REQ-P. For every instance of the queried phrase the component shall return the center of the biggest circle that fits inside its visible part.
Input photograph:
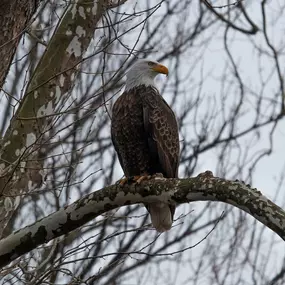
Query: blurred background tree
(226, 86)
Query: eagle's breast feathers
(144, 132)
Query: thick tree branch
(178, 191)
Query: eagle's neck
(137, 79)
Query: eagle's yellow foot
(123, 181)
(157, 176)
(139, 178)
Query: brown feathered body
(145, 135)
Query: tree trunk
(14, 17)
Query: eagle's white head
(143, 72)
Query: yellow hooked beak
(159, 68)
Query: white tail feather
(161, 216)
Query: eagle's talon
(123, 181)
(139, 178)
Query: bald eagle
(144, 132)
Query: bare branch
(177, 191)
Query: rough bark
(21, 168)
(176, 191)
(14, 18)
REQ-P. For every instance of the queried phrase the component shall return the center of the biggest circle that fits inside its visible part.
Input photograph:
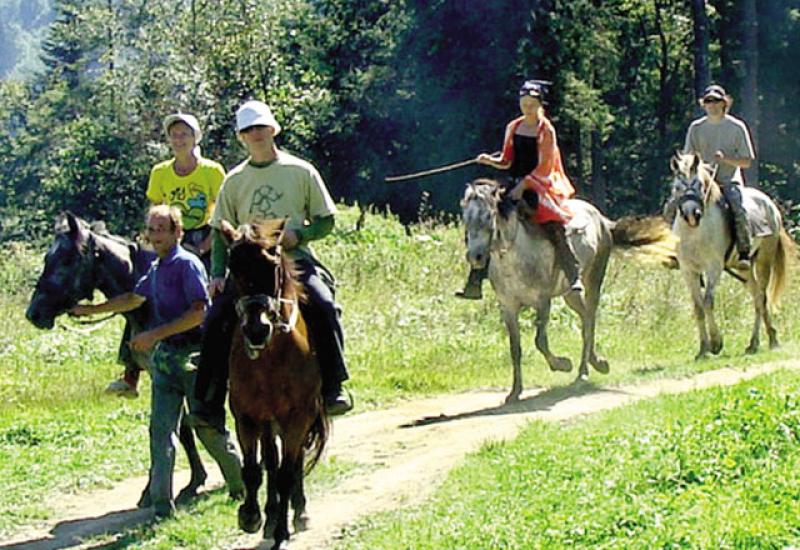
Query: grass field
(406, 337)
(718, 468)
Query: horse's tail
(649, 234)
(317, 437)
(785, 251)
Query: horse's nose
(258, 333)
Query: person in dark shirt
(175, 290)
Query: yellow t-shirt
(289, 187)
(195, 193)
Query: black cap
(534, 88)
(715, 91)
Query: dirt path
(405, 451)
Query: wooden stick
(431, 171)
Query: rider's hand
(516, 193)
(81, 311)
(483, 158)
(144, 341)
(290, 239)
(216, 286)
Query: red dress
(548, 179)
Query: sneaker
(470, 292)
(121, 388)
(337, 403)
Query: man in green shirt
(274, 184)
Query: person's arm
(193, 317)
(118, 304)
(741, 162)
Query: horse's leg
(270, 458)
(757, 285)
(290, 469)
(592, 301)
(198, 477)
(561, 364)
(696, 291)
(300, 518)
(764, 267)
(712, 280)
(248, 433)
(511, 319)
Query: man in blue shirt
(175, 290)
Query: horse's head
(693, 187)
(67, 276)
(479, 211)
(264, 281)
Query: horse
(274, 379)
(524, 273)
(706, 246)
(83, 258)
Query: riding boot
(565, 257)
(211, 386)
(733, 195)
(472, 290)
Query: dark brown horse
(274, 380)
(86, 258)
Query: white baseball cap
(255, 113)
(187, 119)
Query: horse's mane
(688, 164)
(267, 236)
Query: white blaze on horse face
(478, 222)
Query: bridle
(272, 306)
(498, 242)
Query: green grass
(713, 469)
(407, 337)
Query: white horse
(706, 243)
(524, 272)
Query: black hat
(715, 91)
(534, 88)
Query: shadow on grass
(542, 401)
(72, 533)
(123, 524)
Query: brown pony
(274, 379)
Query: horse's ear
(73, 225)
(675, 163)
(229, 232)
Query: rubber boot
(733, 195)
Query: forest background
(366, 89)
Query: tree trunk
(599, 189)
(750, 81)
(702, 71)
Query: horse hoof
(601, 366)
(186, 495)
(561, 364)
(300, 522)
(249, 522)
(145, 501)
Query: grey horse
(524, 273)
(706, 244)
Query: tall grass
(710, 469)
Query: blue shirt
(171, 285)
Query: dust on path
(405, 451)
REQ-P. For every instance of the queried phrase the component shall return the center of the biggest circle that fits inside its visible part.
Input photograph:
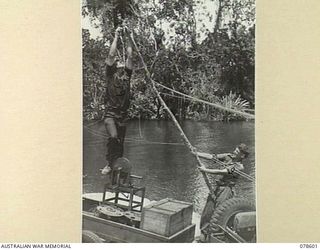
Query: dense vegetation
(189, 46)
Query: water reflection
(169, 169)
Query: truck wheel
(90, 237)
(225, 212)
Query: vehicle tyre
(225, 212)
(90, 237)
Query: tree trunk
(218, 19)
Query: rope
(184, 137)
(218, 106)
(127, 140)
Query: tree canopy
(203, 48)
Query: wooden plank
(116, 232)
(119, 232)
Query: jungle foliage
(183, 53)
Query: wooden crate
(166, 217)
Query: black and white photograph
(168, 108)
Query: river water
(156, 151)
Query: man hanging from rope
(117, 100)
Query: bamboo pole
(182, 134)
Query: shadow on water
(169, 170)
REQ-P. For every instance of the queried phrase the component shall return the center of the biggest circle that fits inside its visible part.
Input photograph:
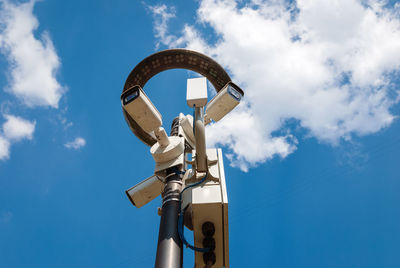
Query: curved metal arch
(166, 60)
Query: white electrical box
(196, 92)
(209, 203)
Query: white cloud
(13, 130)
(33, 62)
(4, 148)
(329, 65)
(76, 144)
(16, 128)
(162, 14)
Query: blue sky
(311, 154)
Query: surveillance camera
(139, 107)
(145, 191)
(224, 102)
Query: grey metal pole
(169, 248)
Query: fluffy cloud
(33, 62)
(328, 66)
(76, 144)
(13, 130)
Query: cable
(181, 216)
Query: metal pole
(169, 248)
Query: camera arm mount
(166, 60)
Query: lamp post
(183, 190)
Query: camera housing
(145, 191)
(224, 102)
(136, 103)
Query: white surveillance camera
(139, 107)
(145, 191)
(196, 92)
(224, 102)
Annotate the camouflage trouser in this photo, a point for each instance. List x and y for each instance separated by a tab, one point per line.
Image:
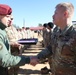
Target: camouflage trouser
50	61
14	70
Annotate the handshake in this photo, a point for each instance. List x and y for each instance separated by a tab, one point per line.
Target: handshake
34	60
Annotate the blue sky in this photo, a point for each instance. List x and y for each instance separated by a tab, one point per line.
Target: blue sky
32	12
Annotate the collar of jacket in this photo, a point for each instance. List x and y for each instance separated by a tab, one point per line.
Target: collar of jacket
2	26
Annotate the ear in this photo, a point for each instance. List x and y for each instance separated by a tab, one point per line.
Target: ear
66	14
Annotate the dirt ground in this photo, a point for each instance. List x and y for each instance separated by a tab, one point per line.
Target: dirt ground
28	69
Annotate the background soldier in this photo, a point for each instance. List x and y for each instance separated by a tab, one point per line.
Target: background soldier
6	59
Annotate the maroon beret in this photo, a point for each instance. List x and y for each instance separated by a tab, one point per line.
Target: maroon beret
5	9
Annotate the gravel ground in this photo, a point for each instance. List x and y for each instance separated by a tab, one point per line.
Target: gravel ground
28	69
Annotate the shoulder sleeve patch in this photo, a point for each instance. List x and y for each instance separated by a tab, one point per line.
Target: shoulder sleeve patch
1	46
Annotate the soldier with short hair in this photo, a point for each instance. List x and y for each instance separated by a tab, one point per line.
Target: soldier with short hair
6	58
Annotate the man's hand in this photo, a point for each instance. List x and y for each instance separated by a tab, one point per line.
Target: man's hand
34	60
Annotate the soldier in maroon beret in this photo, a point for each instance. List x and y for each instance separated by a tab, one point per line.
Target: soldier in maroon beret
6	58
5	9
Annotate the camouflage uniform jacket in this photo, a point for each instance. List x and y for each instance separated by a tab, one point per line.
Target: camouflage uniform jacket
6	59
64	51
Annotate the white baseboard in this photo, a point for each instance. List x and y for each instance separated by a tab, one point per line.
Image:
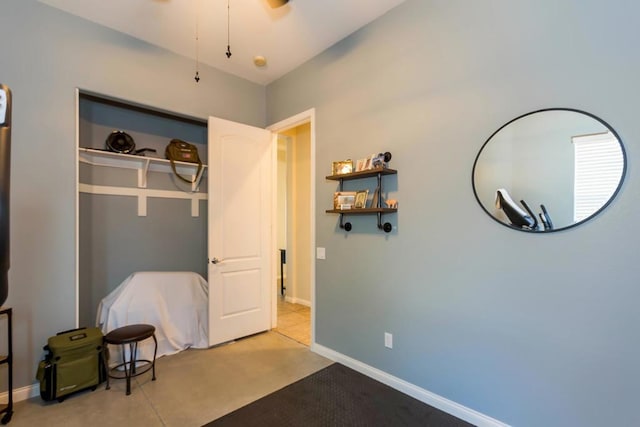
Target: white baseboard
22	393
439	402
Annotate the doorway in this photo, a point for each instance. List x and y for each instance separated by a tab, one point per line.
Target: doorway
295	232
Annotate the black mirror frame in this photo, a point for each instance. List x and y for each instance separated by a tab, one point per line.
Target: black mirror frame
575	224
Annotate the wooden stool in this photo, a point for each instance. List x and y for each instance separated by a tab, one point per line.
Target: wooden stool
131	335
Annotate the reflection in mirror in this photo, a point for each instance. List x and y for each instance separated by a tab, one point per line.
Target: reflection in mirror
549	170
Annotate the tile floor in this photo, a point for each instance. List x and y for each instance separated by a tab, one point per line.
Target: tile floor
294	321
192	388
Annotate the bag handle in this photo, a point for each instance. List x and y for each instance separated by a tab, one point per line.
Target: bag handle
173	166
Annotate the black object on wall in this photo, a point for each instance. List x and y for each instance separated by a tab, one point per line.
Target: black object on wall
5	174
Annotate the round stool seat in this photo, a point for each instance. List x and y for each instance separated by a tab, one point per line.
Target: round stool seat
130	333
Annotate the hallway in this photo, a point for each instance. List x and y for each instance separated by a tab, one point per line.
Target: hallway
294	321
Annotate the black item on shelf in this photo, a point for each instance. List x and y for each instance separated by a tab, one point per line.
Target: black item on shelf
120	142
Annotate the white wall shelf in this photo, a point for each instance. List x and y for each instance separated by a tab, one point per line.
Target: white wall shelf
143	165
140	163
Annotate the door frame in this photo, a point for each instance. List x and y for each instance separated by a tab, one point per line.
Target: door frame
308	116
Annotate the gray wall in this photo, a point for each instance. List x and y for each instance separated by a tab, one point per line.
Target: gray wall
534	330
47	54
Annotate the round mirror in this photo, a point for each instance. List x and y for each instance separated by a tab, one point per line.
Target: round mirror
549	170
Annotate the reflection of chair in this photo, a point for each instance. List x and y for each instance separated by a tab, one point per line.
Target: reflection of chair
518	217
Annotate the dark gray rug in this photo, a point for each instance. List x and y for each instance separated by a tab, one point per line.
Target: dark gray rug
337	396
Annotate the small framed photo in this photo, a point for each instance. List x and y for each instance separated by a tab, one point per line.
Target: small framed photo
367	164
342	167
374	199
361	199
344	200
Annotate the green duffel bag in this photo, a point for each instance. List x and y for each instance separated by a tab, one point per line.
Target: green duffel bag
73	362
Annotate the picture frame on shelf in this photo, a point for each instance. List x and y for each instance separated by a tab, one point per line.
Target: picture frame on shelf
342	167
361	199
367	163
343	200
374	199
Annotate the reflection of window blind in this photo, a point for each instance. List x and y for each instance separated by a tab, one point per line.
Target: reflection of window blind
598	169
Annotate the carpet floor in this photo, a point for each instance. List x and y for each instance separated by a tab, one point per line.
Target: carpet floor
337	396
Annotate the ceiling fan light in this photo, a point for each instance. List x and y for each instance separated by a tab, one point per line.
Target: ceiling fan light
277	3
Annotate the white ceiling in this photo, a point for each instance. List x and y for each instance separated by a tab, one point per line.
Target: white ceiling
287	36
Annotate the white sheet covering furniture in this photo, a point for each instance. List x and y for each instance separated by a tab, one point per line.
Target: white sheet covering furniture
176	303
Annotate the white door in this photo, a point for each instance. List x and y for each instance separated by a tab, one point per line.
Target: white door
240	181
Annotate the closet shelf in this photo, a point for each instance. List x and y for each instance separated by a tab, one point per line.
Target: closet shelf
140	163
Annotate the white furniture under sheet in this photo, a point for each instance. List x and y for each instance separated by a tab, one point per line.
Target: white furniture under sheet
176	303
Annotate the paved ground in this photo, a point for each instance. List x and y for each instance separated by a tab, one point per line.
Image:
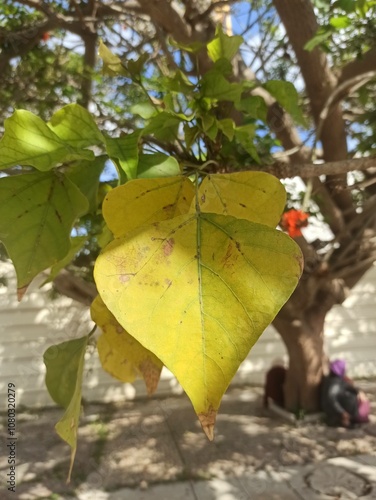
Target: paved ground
155	450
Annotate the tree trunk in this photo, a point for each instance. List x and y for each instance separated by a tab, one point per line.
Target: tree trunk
304	340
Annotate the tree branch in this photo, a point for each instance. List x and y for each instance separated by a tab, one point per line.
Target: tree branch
284	170
362	65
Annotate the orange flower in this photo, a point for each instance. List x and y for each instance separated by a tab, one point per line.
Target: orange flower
292	221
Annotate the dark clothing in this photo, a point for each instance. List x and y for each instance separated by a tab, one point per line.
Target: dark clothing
338	396
275	379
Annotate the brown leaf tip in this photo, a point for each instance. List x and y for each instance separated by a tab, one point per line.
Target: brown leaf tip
207	421
151	374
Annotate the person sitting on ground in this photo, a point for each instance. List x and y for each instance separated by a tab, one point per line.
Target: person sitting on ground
343	403
274	382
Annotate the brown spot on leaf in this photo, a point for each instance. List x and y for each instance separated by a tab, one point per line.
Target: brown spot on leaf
228	255
124	278
168	247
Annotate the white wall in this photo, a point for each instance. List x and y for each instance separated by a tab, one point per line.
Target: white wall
29	327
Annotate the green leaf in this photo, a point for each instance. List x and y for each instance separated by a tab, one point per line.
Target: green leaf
37	212
145	109
207	121
190	134
65	364
112	64
62	364
245	136
85	175
157	165
215	86
321	36
227	126
223	46
29	141
75	126
346	5
253	106
126	150
76	245
178	83
163	126
287	96
135	67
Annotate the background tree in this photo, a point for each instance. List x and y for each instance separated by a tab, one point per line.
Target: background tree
325	48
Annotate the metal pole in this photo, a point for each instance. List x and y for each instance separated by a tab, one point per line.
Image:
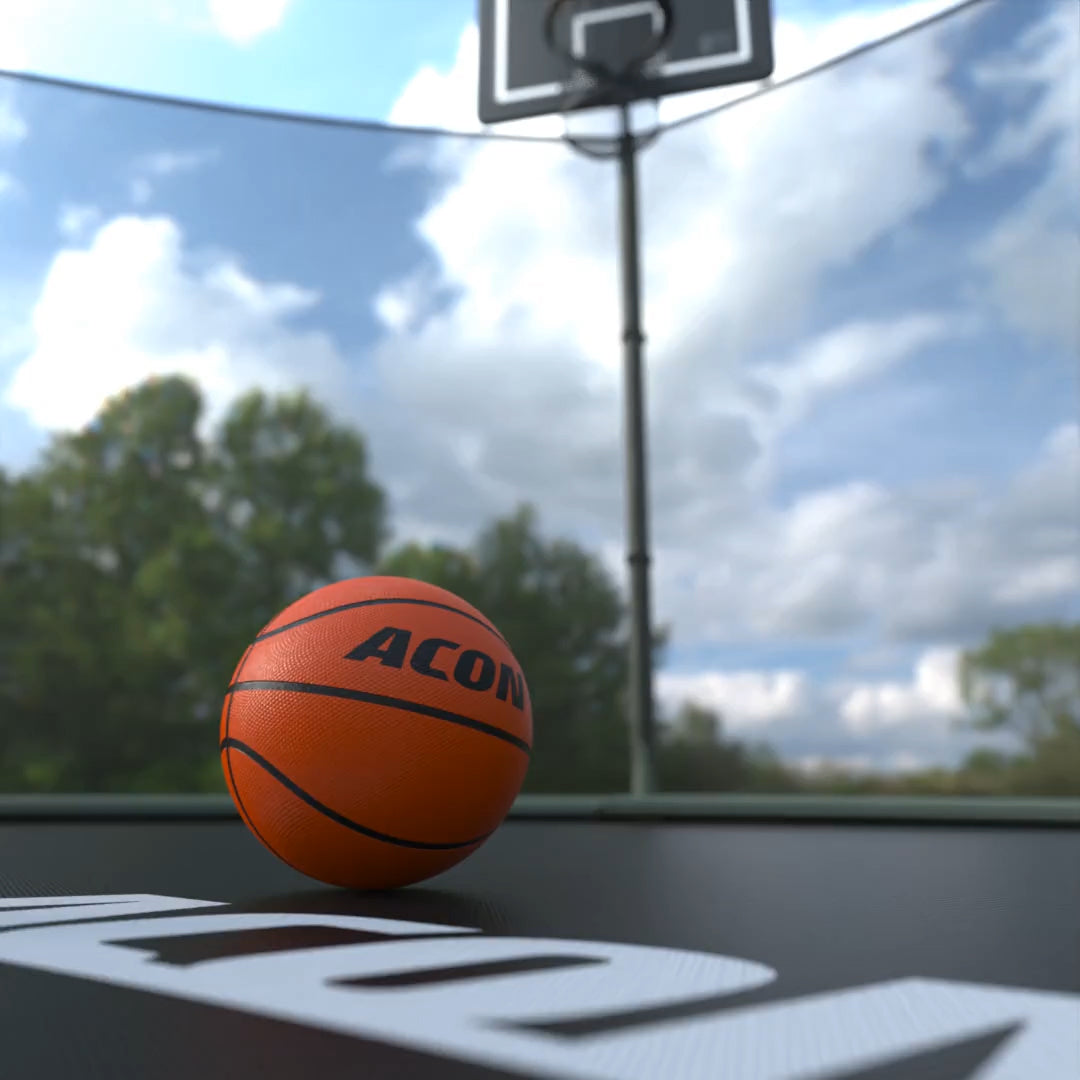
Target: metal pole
642	780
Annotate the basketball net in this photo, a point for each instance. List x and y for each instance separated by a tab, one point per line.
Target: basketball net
596	83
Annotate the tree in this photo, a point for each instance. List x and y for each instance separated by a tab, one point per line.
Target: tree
142	558
567	624
1026	680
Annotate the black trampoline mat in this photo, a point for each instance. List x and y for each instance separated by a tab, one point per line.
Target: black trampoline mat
606	950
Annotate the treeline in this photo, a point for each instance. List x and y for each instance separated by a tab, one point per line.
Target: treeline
139	556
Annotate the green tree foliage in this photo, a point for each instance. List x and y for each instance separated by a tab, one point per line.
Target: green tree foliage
140	555
1026	680
139	558
567	622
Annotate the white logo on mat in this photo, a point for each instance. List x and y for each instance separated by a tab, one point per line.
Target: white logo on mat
484	1018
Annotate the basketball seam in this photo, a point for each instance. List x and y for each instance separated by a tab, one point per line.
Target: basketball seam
377	699
291	785
353	605
245	815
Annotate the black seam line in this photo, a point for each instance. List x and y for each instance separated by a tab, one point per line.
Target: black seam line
232	779
374	603
340	819
378	699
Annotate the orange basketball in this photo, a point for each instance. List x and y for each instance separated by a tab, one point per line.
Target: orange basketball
376	732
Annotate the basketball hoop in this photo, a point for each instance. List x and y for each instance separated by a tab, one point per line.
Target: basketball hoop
608	84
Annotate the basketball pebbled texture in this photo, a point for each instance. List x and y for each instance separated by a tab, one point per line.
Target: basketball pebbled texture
381	768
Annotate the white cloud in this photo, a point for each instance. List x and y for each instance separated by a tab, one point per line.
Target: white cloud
162	164
932	696
746	700
132	305
744	217
1033	257
243	22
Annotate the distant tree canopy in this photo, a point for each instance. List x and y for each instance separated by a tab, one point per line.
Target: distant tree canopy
140	555
137	562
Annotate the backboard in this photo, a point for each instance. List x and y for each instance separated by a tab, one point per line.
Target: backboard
713	43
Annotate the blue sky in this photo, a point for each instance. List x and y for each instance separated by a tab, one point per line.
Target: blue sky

------------------------------------

§ Work item: The answer must be an exact copy of the lines from the one containing "Target: basketball seam" through the last line of the records, both included.

§ Solution:
Target: basketball seam
377	699
291	785
353	605
245	815
Annotate the black seam line in this photo, a point for each instance. List x and y for each instance separated by a tab, one point per line.
Target: black seam line
232	779
374	603
340	819
378	699
Annotate the orange basketball in this photo, a point for each instance. List x and y for each instance separated by a tab, one point per line.
Target: orange basketball
376	732
Annotate the basketball hoop in this photo, a point for each instance. List x and y for each instance separated by a tab, one point per line.
Target: basketball hoop
608	84
Annotate the basketball pebbled texture in this photo, a point for each instance. List x and y for each instance separated by a tab, one point per line.
Target: basketball pebbled texture
381	768
Annotate the white cloud in this photo, a point for each instance. List x and y for each instance separated by a tab, one point per line.
Target: white cloud
162	164
932	696
746	700
132	305
744	217
1033	257
243	22
Annotate the distant tree canopy in this photo, a point for each instance. List x and y for each instance separated by a tab, one point per line.
Target: distant tree canopy
140	555
137	562
Annotate the backboard in this photo, a point for each instance. List x and y for each instance separated by a tab, one point per line.
Target: backboard
713	43
Annotate the blue sky in this photo, a point for each instance. List x and y for each instance separated by a tab, one point per line.
Target: blue sky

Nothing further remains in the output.